Dataset rows:
_ _ _ _ _ _ _
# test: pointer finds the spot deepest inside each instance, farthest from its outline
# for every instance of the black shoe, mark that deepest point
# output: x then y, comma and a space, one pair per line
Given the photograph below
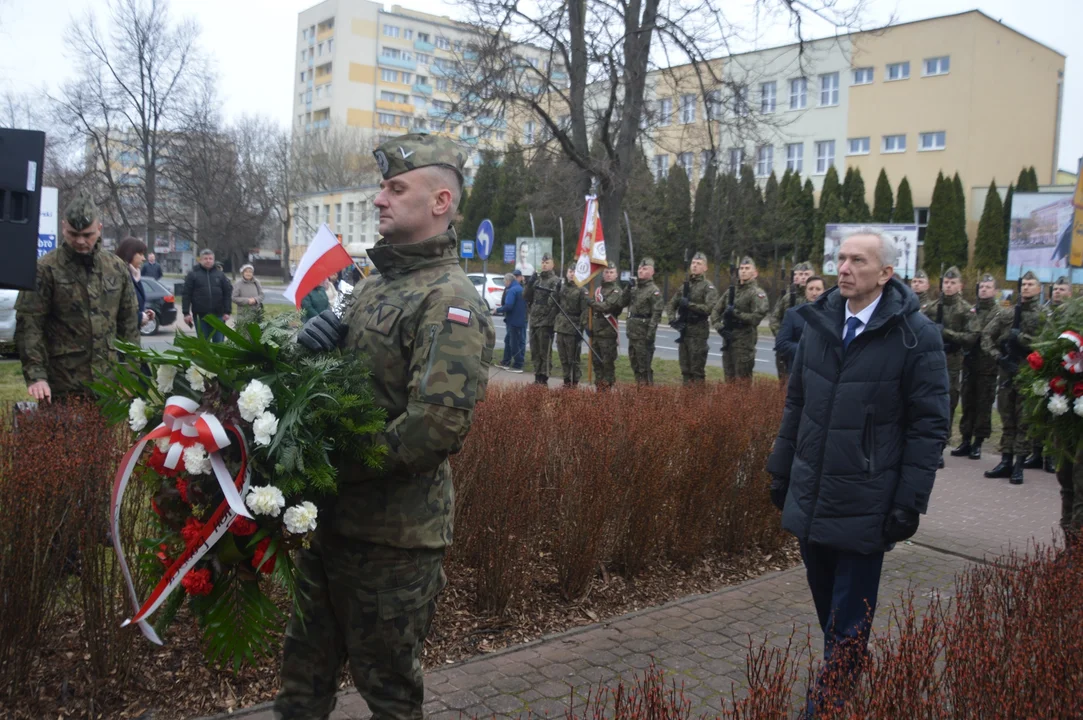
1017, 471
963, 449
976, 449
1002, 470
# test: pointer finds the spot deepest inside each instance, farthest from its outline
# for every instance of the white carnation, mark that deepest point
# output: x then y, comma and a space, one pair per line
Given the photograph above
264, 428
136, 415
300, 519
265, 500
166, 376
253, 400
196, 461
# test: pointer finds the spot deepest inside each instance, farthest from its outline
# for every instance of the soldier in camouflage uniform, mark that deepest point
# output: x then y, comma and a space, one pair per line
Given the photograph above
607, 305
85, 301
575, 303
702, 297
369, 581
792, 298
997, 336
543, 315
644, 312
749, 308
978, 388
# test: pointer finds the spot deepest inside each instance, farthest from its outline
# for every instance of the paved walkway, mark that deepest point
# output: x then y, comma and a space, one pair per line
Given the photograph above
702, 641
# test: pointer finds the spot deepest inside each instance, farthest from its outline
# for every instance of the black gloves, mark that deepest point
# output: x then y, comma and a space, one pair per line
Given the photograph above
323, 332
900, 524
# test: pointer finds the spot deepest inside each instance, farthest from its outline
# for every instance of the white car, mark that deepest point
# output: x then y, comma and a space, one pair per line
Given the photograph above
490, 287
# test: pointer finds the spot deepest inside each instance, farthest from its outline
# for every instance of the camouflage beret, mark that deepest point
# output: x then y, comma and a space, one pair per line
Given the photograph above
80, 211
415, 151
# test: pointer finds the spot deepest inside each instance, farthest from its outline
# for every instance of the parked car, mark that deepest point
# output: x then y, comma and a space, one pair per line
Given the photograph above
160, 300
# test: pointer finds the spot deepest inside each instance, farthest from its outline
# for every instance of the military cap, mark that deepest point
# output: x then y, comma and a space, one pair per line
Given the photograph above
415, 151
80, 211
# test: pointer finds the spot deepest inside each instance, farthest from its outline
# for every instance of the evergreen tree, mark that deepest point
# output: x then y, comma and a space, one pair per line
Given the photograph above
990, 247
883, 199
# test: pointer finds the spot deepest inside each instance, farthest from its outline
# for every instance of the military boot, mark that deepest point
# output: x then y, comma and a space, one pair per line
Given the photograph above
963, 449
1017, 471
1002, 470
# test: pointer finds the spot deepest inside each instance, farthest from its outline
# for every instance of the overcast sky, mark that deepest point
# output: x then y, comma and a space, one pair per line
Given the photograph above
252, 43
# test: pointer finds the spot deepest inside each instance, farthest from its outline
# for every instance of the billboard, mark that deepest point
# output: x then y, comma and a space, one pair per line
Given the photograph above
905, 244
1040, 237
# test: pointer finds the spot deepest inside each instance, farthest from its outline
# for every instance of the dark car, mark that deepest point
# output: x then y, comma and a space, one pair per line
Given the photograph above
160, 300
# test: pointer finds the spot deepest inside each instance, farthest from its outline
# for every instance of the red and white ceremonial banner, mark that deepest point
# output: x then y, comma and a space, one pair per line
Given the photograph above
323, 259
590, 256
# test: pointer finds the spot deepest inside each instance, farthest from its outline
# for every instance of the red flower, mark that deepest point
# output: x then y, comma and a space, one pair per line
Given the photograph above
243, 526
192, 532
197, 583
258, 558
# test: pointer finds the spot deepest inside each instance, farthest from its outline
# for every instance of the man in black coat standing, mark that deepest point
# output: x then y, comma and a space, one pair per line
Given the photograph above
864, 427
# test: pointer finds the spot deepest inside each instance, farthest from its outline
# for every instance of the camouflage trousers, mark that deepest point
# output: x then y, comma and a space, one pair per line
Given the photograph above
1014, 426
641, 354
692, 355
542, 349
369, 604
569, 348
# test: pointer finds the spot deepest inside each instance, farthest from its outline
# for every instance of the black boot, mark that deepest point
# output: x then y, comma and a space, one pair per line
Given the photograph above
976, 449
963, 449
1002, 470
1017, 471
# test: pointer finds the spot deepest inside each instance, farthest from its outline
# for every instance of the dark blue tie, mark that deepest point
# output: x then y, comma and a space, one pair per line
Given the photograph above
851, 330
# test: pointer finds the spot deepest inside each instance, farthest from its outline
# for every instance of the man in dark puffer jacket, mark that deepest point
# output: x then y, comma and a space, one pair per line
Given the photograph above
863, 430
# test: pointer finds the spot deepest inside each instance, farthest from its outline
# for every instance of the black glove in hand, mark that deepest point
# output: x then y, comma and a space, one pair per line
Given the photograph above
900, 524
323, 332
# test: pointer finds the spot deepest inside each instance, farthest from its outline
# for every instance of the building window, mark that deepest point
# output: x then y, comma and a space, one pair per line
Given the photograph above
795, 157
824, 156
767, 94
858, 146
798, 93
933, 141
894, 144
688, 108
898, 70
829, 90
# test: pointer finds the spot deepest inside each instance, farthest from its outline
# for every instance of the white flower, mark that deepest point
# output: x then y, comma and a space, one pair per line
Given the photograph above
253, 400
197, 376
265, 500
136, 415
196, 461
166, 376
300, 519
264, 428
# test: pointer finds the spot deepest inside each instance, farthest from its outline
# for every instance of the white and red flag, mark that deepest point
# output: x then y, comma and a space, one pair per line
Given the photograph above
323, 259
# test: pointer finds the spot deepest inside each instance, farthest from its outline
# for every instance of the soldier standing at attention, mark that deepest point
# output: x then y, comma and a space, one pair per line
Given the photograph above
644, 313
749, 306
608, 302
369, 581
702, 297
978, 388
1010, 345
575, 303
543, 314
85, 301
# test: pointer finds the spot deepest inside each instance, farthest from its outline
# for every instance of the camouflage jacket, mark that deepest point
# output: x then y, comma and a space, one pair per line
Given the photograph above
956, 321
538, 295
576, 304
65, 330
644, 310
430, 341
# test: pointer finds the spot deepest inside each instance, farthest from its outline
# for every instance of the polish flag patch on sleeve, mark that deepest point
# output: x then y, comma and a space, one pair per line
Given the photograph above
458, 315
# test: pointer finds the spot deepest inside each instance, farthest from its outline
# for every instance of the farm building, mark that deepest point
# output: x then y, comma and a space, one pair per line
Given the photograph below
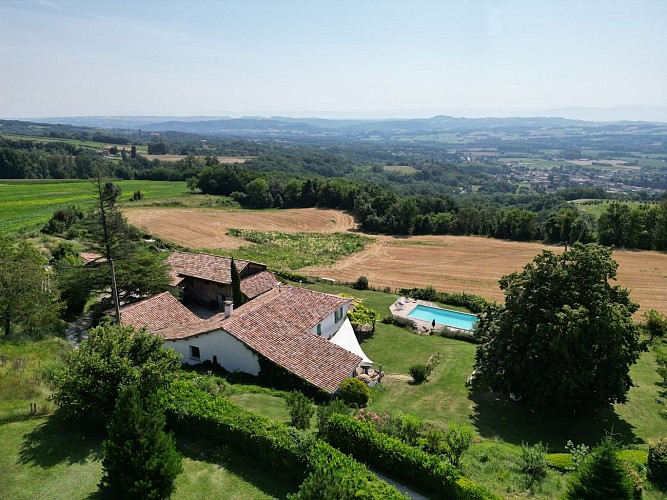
_ _ _ _ _ _ _
• [PROBLEM TO SOLVE]: Find each line in the entries above that contains the word "standing" and copy those lines out in full. Case counts.

• [SOLUTION TO THIS PROBLEM]:
# for every instance of the man in black coat standing, mark that deepest point
# for every instance of the soldier standing at attention, mark that deepest point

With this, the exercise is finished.